ワーキングマザーは通常デイケア(保育園)を利用します。
住んでいた家族寮の1階にもデイケアがありました。
評判のいいデイケアのようでしたが、利用料はバカ高いです。
今年の最新情報をインターネットで調べてみました。(以下は1か月あたりの利用料)
- $1,857/month Infants (乳児)
- $1,689/month Toddlers (2~4歳程度)
- $1,295/month Preschoolers(幼児)
カナダドルは94円程度ですから、乳児を1か月預けるのに何と17万円以上するということです!
ただ審査に通ればSubsidy(助成金)を受けられる可能性があります。
学生の夫婦であればかなり助成されると聞いたことがあります。
ただし・・・ここにも立ちはだかるのがウェイトリスト!
実はデイケアだけでなく、Subsidyもウェイトリストがあり、順番を延々と待ち続ける必要があります。
デイケアとSubsidyのウェイトリストは別のものなので、デイケアの順番が回ってきたけどSubsidyがまだだーとかあり得るわけです。
私がトロントに到着したとき、数人の人から「とりあえずSubsidyのウェイトリストに登録しておけ」と薦められました。
順番が回ってくるまで結構時間がかかるので、デイケアを希望していなくても登録して損はないということです。
なので私も一応登録し、1年後くらいに順番が回ってきたから審査のために面接しますという連絡がきましたがデイケアに入れる必要がなかったので辞退しました。
少しでもデイケアを希望する可能性のある方はウェイトリストに登録しておくのがよさそうです。
日本の待機児童も深刻ですが、トロントでもデイケアにはなかなか空きがなかったので、デイケアのウェイトリスト登録もお忘れなく。
デイケアの受け入れ態勢はまだ改善の余地があるとはいえドロップインセンターが充実しているので、日本でもワーキングマザーしか利用しない保育園にばかり税金を投入するのではなく、家で子供を育てている人が利用しやすい児童館にももっと注力してほしいなぁと思っています。
虐待とかネグレクトとか、育児の問題は母親の孤独に起因するところが大きいですよね。
母子をどんどん外に連れ出す政策ってもっと必要だと思うのです。
◆ドロップインセンター(児童館)
トロントのドロップインセンターではママだけでなくパパもたくさんやってきます。
専業主夫も普通にいますし、朝はパパが学生で、ママが子守り、午後はスイッチするという夫婦もいます。
ママ二人の家庭やパパ二人の家庭(同性愛夫婦)もドロップインにやってきます。

**提供情報**:
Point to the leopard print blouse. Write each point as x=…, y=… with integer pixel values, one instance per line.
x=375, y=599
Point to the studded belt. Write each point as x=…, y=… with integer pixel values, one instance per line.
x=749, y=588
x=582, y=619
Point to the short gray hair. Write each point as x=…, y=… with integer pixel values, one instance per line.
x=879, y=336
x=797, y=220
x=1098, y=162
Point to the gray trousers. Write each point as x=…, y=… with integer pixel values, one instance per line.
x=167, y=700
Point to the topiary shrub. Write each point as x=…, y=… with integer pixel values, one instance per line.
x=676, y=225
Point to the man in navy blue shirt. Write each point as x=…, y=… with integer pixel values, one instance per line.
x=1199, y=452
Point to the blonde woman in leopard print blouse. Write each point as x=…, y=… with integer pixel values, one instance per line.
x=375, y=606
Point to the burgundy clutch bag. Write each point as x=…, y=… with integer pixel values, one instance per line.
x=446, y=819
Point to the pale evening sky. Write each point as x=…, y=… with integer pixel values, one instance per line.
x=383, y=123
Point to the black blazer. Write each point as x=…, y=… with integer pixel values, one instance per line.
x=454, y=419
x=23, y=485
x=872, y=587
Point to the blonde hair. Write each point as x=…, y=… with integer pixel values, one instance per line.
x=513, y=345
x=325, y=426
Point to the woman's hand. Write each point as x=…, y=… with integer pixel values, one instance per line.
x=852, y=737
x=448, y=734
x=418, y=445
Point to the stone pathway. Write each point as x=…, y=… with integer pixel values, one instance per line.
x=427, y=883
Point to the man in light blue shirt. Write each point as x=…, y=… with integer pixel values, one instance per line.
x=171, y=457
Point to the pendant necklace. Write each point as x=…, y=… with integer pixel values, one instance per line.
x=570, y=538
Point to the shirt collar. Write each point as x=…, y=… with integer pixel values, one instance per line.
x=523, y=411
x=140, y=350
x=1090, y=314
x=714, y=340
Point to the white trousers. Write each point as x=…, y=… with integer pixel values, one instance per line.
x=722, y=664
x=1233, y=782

**取り組む課題**:
**A.** トロントの保育に関する文章にある「実はデイケアだけでなく、Subsidyもウェイトリストがあり、順番を延々と待ち続ける必要があります。」という一文を英語に訳しなさい。
**B.** トロントの保育に関する文章を、最後の文の後から書き継ぎなさい。
項目は参照しなくても差し支えない。

**解答欄**:
**A.** In fact, it is not only daycare: the subsidy also has a waitlist, and you have to keep waiting endlessly for your turn.

**B.**
ベビーシッターと来る子も多いです。
私と娘は主に徒歩圏内にある3つのドロップインセンターを利用していました。
その中で特に居心地がよかったのは同性愛者が集まる街にあるドロップインセンター。
スタッフも見るからにユニークな人達が多いのですが、いつも訪れると温かく歓待してくれました。
ここでは時々図書館から幼児教育専門のスタッフがきて本を読んでくれたり、リズム遊びをしてくれましたが、なぜか私の娘がその女性スタッフにすごく気に入られ、私の耳元まできて “She is my favorite…! (この子私のお気に入りよ)”と小声でささやいたという不思議な思い出があります。
◆プレイスクール
たまたまトロント大学の近くにHuron Play Schoolという学校があり、2歳半から受け入れてくれるので帰国前の半年だけ通わせました。
前述のとおりデイケアはかなりお金がかかるので諦めていましたが、やはり少しはカナダの集団生活を体験させてみたいなぁと思っていたところ、同じ寮に住んでいたカナディアンの子が通っていたこの学校を教えてもらいました。
こちらは午前中か午後を選んで数時間程度子供を預けることができる所でした。
利用料は月200ドル程度だったように思います。
安さの秘訣はCooperativeというシステム。
親が当番制で学校の仕事を手伝うことになっているのです。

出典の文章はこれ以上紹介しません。